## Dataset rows
┌────────

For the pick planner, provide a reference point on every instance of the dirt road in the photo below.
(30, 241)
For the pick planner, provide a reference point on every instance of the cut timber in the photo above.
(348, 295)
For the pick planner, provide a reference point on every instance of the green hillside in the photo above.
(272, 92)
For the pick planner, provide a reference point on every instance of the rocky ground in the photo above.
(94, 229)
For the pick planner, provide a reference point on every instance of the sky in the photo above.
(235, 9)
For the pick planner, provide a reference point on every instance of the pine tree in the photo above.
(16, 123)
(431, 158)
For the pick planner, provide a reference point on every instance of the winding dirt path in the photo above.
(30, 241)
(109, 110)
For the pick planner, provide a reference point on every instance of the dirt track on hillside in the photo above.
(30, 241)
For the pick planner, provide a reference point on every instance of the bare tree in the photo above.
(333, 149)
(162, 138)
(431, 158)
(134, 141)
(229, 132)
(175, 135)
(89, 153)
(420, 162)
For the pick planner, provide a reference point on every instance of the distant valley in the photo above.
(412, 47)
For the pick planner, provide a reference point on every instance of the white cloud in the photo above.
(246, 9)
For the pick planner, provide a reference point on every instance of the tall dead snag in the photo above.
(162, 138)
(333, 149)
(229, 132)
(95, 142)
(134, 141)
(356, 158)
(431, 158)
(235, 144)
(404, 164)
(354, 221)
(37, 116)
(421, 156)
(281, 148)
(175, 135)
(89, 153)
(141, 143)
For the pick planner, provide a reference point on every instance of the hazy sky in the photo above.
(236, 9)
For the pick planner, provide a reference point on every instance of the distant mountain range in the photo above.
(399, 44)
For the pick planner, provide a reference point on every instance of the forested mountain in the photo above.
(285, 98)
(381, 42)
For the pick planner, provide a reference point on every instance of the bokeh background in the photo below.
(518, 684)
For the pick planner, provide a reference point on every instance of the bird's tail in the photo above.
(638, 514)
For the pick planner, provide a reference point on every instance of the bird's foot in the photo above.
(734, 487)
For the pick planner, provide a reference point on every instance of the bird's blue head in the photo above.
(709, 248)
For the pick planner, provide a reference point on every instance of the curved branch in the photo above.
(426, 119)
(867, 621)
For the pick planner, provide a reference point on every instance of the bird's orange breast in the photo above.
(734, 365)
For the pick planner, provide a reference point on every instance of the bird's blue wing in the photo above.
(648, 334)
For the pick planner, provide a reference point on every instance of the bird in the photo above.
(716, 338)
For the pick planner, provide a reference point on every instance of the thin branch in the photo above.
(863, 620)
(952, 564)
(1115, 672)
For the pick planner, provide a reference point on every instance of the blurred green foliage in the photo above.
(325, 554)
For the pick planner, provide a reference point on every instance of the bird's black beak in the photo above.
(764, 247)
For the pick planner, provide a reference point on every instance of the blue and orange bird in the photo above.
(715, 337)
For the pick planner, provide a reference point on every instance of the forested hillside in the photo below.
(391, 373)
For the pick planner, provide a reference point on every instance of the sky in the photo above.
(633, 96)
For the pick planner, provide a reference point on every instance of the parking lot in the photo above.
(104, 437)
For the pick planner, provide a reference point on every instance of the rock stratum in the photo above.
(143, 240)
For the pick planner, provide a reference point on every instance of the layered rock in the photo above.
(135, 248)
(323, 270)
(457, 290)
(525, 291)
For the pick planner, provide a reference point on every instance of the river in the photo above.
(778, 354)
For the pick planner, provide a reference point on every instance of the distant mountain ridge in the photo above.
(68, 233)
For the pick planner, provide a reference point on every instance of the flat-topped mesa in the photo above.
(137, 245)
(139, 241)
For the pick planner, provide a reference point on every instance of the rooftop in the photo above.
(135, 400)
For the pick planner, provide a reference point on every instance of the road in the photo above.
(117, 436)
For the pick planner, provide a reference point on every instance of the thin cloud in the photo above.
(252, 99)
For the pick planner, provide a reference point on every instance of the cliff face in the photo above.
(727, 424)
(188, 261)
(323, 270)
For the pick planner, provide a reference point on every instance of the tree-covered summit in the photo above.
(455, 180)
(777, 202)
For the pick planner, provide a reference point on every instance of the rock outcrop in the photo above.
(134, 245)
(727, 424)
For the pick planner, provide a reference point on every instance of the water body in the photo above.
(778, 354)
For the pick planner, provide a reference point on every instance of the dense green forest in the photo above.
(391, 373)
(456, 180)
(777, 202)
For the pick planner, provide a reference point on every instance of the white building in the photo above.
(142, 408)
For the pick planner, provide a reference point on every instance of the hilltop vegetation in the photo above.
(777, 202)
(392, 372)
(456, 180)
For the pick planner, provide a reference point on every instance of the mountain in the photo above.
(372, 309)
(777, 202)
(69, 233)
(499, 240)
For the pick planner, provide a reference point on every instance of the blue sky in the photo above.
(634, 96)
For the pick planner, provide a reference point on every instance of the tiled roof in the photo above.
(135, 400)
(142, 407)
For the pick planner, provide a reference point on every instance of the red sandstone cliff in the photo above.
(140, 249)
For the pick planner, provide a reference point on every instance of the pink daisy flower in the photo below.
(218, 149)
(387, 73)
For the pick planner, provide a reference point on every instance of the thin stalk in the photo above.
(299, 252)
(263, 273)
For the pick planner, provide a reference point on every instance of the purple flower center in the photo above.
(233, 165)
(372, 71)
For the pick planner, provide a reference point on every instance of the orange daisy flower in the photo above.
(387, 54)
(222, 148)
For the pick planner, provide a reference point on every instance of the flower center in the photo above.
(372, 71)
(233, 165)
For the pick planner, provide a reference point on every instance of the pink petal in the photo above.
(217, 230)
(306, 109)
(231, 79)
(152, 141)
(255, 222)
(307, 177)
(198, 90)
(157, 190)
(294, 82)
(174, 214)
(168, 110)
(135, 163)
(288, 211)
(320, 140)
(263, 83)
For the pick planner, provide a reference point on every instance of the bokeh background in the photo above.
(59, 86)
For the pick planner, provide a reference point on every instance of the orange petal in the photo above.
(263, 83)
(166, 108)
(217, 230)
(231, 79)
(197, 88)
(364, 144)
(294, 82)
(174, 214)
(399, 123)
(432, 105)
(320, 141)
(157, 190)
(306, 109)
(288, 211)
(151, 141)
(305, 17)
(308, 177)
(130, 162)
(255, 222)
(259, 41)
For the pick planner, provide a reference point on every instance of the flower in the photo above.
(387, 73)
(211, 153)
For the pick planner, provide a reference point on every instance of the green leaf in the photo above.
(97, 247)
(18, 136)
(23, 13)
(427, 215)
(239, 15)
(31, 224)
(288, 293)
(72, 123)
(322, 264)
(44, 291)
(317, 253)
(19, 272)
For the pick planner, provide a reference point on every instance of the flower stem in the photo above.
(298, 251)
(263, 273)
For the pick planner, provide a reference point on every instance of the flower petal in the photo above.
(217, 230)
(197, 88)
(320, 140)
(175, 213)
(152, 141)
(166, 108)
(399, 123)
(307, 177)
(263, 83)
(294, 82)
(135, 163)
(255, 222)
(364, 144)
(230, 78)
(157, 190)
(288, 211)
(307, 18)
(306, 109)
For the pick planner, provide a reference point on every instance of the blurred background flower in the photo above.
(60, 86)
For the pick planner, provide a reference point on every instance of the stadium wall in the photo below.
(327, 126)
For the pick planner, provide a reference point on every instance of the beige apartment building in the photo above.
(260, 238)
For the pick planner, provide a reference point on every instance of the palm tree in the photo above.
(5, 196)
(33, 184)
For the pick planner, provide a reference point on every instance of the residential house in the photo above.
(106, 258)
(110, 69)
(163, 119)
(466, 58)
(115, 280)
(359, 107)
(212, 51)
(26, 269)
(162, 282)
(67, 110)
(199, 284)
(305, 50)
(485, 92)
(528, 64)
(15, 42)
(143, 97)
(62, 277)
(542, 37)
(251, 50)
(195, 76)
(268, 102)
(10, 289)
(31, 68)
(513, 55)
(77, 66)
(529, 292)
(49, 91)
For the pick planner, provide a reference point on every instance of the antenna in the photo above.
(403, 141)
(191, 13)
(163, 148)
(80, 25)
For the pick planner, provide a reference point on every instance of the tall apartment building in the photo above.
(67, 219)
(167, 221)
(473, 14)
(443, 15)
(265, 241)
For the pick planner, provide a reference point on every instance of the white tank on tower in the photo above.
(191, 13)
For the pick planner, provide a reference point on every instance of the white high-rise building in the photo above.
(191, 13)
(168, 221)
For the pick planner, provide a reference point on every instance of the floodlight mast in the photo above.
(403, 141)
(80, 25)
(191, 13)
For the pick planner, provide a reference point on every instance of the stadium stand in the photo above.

└────────

## WHAT TO DO
Lay out the rows above, everything from the line containing "wing in the photo above." down to the line containing "(1115, 672)", as a two-column CSV with the columns request and points and one line per request. Put the request text and its points each in a single quoted field, with line breaks replaced by spaces.

## RESULT FOR THIS EXERCISE
request,points
"For the pick planner, provide a reference point on every instance of the bird's blue wing in the photo above.","(648, 334)"
"For the pick planner, provide a reference point on every instance of the bird in the photo above.","(716, 338)"
"For the pick planner, provide a reference point on every instance of the thin branch in the photo above.","(863, 620) (952, 564) (1115, 672)"